Exercise details: Report every line in the entries below that contains the word "hillside", copying each such line in full.

# # #

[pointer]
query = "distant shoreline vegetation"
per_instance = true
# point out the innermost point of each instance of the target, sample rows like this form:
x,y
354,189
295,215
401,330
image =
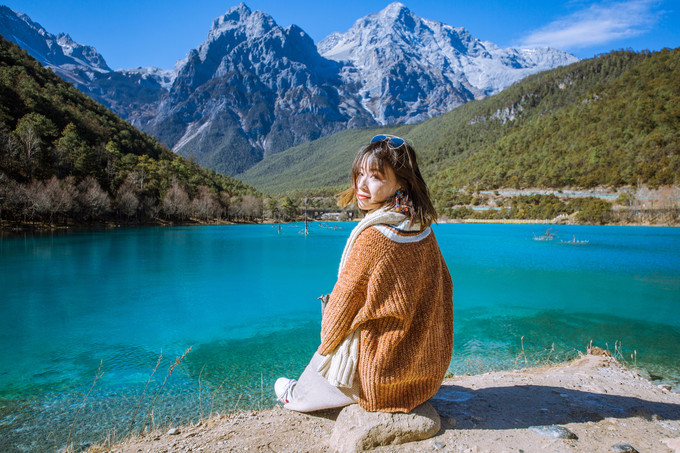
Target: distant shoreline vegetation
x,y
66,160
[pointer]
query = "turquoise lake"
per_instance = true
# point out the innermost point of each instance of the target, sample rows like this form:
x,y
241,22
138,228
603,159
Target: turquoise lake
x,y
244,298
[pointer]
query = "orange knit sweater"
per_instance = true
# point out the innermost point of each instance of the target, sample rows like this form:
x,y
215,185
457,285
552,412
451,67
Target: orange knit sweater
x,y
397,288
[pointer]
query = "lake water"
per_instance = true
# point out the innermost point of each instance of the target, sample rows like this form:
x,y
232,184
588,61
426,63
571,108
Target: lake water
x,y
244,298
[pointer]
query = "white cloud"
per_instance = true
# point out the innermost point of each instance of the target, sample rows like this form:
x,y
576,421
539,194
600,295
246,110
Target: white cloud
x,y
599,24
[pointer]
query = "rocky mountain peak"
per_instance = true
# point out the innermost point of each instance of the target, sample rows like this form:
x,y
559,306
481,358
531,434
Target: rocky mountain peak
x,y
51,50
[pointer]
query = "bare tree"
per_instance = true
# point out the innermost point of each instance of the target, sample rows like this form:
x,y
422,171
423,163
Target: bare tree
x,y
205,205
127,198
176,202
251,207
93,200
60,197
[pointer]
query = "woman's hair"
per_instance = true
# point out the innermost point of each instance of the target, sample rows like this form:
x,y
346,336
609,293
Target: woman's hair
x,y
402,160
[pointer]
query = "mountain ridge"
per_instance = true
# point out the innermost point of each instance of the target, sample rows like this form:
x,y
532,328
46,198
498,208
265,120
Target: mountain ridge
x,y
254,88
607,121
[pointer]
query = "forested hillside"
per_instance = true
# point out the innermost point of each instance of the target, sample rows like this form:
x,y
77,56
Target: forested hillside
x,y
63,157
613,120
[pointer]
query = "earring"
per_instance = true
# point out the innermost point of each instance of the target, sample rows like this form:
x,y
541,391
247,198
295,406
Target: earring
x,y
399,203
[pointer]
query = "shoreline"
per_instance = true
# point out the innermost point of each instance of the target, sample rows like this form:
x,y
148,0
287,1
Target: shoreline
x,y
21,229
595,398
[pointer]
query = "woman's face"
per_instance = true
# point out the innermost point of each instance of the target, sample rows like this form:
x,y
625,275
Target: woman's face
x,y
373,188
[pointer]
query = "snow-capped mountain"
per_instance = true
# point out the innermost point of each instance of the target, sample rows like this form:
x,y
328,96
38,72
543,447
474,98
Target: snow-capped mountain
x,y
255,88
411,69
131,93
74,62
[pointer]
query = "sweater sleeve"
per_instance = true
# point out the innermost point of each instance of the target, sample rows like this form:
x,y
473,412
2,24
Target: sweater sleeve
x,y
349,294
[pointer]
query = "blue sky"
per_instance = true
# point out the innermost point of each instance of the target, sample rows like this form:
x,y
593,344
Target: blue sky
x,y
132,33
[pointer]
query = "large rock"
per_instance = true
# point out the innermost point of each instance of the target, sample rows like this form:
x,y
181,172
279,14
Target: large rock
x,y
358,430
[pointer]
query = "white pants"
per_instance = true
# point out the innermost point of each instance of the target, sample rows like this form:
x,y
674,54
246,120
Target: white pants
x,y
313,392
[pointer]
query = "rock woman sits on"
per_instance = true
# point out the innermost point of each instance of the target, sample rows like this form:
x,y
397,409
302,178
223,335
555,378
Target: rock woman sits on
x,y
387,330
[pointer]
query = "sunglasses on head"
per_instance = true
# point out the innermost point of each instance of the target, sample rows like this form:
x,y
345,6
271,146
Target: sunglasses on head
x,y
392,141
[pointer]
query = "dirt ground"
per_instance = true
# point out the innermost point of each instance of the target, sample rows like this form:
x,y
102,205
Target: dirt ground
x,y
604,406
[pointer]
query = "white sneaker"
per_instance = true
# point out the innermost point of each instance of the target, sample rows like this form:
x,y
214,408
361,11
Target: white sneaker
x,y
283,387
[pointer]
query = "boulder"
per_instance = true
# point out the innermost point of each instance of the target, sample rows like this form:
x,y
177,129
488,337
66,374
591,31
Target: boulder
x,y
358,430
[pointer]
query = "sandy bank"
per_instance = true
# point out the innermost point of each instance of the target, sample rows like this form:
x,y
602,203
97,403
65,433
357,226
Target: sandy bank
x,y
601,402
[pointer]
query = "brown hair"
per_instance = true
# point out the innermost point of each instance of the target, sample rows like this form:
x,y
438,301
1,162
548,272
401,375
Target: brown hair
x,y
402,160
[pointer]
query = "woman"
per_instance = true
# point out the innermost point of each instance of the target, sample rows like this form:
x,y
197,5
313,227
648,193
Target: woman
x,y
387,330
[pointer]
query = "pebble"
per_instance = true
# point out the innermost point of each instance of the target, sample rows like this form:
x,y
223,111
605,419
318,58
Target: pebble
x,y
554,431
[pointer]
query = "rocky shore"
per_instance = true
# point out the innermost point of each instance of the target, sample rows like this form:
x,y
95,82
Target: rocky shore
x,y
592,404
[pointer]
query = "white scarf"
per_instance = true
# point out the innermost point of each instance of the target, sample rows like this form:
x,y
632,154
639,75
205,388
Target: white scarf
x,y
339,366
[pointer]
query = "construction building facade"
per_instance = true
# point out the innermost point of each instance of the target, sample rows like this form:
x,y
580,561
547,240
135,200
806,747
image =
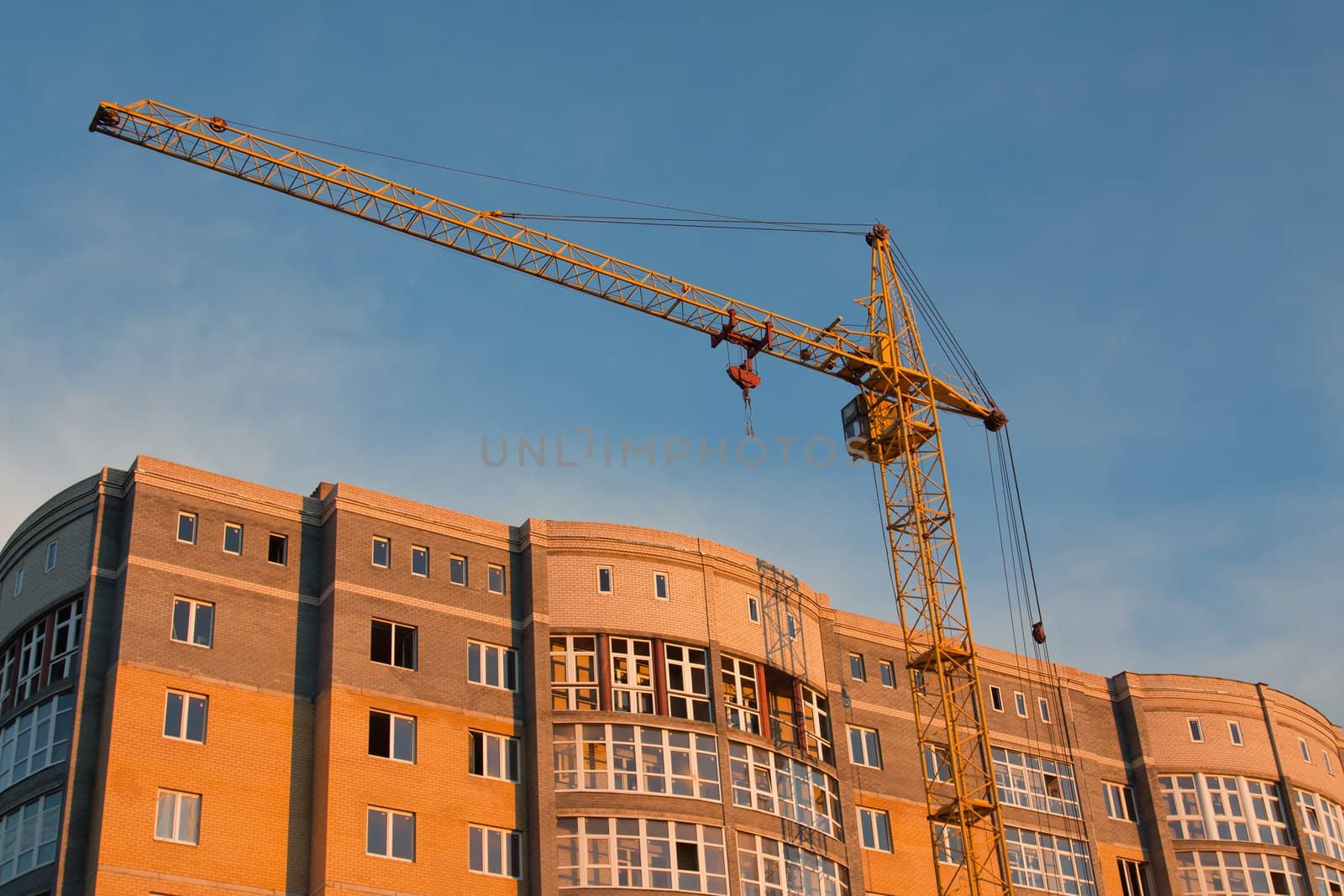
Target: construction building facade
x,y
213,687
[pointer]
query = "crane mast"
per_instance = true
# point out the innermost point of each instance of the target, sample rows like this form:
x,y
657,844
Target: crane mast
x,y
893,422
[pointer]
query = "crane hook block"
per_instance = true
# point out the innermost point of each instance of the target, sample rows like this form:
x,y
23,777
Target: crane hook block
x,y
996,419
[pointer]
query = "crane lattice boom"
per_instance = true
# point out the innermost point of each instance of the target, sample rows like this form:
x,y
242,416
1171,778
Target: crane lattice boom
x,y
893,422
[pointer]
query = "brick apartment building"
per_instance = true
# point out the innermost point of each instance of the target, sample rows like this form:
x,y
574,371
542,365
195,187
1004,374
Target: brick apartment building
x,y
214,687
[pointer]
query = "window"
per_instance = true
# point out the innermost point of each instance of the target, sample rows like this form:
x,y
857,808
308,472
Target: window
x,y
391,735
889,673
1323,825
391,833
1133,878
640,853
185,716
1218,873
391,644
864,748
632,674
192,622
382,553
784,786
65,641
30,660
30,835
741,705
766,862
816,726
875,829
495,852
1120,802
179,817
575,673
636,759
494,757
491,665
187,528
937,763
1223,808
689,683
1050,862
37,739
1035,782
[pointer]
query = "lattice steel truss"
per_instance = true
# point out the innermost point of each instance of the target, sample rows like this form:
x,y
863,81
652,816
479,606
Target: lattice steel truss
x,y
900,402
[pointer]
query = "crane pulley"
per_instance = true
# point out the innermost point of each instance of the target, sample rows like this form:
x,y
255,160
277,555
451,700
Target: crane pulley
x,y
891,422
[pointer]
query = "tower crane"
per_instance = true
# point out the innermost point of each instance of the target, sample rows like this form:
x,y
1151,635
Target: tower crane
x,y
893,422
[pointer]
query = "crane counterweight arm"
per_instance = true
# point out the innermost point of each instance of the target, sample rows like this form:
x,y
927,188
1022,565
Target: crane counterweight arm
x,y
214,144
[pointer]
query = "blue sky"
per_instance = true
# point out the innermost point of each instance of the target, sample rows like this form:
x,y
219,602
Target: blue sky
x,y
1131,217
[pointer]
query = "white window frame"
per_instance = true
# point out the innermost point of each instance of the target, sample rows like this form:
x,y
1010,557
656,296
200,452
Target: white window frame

# # #

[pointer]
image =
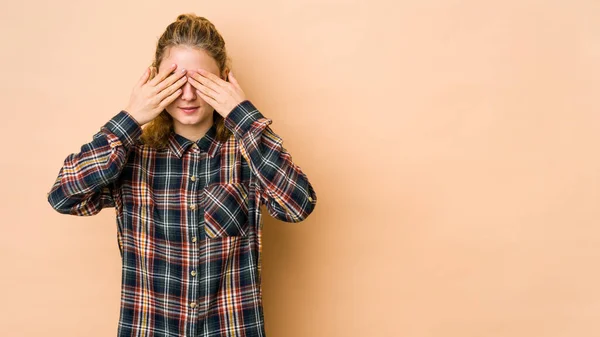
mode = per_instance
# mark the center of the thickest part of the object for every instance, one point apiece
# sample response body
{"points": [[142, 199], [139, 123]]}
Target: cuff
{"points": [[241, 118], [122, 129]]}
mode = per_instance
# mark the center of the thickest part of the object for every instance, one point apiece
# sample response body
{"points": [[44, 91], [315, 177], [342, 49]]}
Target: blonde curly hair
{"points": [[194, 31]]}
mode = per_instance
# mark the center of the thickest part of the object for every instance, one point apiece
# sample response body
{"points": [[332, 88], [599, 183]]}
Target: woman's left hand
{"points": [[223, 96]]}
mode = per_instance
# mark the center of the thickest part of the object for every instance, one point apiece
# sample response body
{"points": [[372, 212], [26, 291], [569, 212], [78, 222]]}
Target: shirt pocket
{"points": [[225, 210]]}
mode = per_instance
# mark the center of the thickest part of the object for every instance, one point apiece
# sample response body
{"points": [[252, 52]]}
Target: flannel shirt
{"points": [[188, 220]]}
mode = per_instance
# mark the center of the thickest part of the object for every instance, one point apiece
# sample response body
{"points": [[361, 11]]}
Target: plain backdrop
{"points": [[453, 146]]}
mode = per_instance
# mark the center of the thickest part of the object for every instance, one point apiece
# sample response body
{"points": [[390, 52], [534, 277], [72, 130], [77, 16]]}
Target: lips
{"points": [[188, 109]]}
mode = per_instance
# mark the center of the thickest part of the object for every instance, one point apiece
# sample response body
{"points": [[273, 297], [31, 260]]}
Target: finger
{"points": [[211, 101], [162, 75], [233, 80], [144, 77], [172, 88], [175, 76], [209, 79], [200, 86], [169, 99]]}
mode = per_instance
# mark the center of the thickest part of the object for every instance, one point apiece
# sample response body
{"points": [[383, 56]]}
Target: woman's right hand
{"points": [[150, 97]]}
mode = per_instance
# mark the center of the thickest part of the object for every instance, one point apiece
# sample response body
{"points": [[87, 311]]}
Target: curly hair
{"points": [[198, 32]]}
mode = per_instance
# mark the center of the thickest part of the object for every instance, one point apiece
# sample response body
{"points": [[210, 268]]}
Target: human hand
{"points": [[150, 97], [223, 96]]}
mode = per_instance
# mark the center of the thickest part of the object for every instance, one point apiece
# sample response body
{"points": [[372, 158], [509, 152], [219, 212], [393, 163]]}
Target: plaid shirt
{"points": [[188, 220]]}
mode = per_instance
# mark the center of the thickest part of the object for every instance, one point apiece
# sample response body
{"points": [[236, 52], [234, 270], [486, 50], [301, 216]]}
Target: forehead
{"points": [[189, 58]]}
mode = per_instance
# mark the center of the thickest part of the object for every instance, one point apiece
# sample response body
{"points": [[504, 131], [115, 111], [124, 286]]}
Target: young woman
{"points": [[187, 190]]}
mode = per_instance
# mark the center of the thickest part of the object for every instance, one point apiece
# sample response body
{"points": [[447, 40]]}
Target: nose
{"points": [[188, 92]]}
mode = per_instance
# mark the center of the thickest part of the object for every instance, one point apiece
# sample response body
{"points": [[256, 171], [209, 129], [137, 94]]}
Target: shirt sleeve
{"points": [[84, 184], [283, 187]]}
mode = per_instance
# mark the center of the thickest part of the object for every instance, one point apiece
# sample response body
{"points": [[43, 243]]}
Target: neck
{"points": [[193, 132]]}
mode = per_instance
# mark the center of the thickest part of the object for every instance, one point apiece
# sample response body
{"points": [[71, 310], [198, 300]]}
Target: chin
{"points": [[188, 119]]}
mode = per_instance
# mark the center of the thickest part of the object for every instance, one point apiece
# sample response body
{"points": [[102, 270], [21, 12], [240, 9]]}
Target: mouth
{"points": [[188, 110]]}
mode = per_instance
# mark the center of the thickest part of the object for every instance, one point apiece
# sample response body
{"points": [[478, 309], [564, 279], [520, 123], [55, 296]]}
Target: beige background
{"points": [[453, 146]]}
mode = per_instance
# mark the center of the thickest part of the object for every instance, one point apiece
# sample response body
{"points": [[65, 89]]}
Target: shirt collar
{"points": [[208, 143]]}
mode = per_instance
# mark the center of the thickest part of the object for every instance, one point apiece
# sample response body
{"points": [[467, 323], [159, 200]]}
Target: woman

# # #

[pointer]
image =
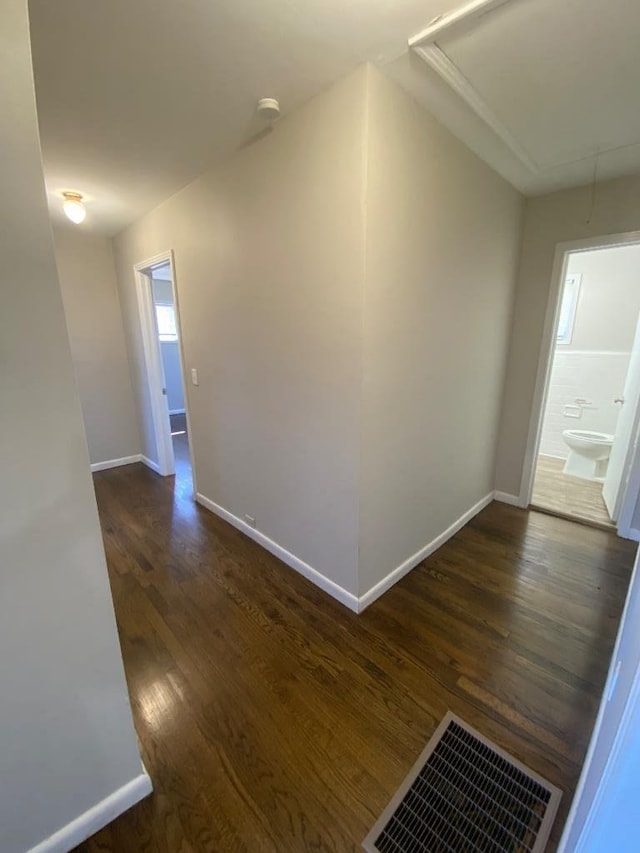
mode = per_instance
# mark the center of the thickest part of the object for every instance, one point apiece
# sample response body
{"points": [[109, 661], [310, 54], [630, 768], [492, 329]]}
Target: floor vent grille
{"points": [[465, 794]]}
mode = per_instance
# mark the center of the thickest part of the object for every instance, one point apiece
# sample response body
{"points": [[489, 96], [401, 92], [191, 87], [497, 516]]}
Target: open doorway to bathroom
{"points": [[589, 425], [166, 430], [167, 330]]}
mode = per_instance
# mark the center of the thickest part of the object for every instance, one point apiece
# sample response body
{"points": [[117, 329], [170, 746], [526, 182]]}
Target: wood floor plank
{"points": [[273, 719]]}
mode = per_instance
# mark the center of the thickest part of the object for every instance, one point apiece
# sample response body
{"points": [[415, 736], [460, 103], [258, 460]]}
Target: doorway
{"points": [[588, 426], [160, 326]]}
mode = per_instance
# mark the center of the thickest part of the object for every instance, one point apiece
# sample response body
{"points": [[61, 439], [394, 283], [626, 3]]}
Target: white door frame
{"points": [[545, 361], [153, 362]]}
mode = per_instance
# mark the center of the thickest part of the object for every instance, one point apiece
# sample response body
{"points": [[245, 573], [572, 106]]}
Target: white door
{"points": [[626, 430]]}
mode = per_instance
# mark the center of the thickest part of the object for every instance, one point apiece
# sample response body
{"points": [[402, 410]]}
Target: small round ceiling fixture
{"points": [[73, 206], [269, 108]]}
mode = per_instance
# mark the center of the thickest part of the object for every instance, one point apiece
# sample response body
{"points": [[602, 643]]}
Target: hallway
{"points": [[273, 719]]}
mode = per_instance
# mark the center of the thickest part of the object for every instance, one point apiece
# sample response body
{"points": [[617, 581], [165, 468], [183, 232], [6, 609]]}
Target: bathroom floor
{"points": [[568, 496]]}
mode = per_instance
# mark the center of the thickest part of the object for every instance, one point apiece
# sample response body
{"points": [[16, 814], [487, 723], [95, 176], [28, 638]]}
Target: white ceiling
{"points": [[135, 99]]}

# # #

Answer to the exercise:
query = "forested hillside"
Target: forested hillside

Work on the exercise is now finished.